• Written request:
Please reproduce the part of the records that opens with the line containing "on the grassy" and runs through the end of the records, keeping every line, requests included, but scale each coordinate in the answers by 0.65 and round to whole numbers, with halves rounded up. Return only those lines.

• Given entries:
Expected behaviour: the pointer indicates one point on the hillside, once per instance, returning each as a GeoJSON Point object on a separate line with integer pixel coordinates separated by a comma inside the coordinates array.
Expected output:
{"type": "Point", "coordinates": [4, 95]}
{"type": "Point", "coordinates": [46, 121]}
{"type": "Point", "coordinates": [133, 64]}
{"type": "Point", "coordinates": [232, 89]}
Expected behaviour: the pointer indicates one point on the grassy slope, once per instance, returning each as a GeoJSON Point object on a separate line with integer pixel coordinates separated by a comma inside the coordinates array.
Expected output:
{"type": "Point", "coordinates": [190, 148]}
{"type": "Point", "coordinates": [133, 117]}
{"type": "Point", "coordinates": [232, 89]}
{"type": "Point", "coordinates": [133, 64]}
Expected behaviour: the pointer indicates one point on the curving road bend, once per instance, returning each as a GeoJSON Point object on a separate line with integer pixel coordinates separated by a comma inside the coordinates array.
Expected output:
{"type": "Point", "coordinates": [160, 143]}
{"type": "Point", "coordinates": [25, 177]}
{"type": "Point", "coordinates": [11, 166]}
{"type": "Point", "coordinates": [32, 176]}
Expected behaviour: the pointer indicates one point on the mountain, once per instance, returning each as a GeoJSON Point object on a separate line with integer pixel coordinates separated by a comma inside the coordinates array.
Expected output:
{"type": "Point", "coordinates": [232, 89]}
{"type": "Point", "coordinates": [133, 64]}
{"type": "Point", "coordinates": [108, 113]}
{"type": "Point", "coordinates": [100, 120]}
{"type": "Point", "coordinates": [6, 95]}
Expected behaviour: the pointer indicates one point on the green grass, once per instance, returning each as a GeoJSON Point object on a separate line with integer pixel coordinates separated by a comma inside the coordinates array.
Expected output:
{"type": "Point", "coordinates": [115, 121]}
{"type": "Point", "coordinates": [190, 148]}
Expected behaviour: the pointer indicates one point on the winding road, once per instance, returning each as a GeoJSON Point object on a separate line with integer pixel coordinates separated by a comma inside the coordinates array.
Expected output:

• Task result:
Expected behaviour: the pointer indicates one point on the grassy slope, once per instance, returning each as a GeoJSON Point object on a separate line with integer pixel coordinates separated by a comma inside the coordinates array.
Expected output:
{"type": "Point", "coordinates": [124, 96]}
{"type": "Point", "coordinates": [86, 76]}
{"type": "Point", "coordinates": [151, 58]}
{"type": "Point", "coordinates": [86, 42]}
Expected behaviour: the pointer indicates one point on the curving road bend, once per instance, returning each as a GeoJSON Point object on a separate line with integer pixel coordinates separated by a comma inside the coordinates array.
Expected output:
{"type": "Point", "coordinates": [104, 93]}
{"type": "Point", "coordinates": [16, 115]}
{"type": "Point", "coordinates": [7, 108]}
{"type": "Point", "coordinates": [21, 114]}
Expected behaviour: the pointer indicates one point on the mountain, once per instance, returning each as a GeoJSON Point object on a separate line with integer pixel coordinates separated by a comma inside the coordinates array.
Expected output:
{"type": "Point", "coordinates": [151, 58]}
{"type": "Point", "coordinates": [86, 42]}
{"type": "Point", "coordinates": [70, 73]}
{"type": "Point", "coordinates": [65, 78]}
{"type": "Point", "coordinates": [4, 62]}
Expected behaviour: the pointer indicates one point on the green grass, once per instance, returning each as a GeoJSON Point object on a separate line with integer pixel coordinates separated by a comma inside the coordinates array.
Expected output:
{"type": "Point", "coordinates": [75, 79]}
{"type": "Point", "coordinates": [124, 96]}
Expected behaviour: the pointer indicates one point on the winding road, once per instance, returning each as a GeoJSON Point object on a separate line with integer pixel coordinates separated by a comma inside the coordinates array.
Expected output:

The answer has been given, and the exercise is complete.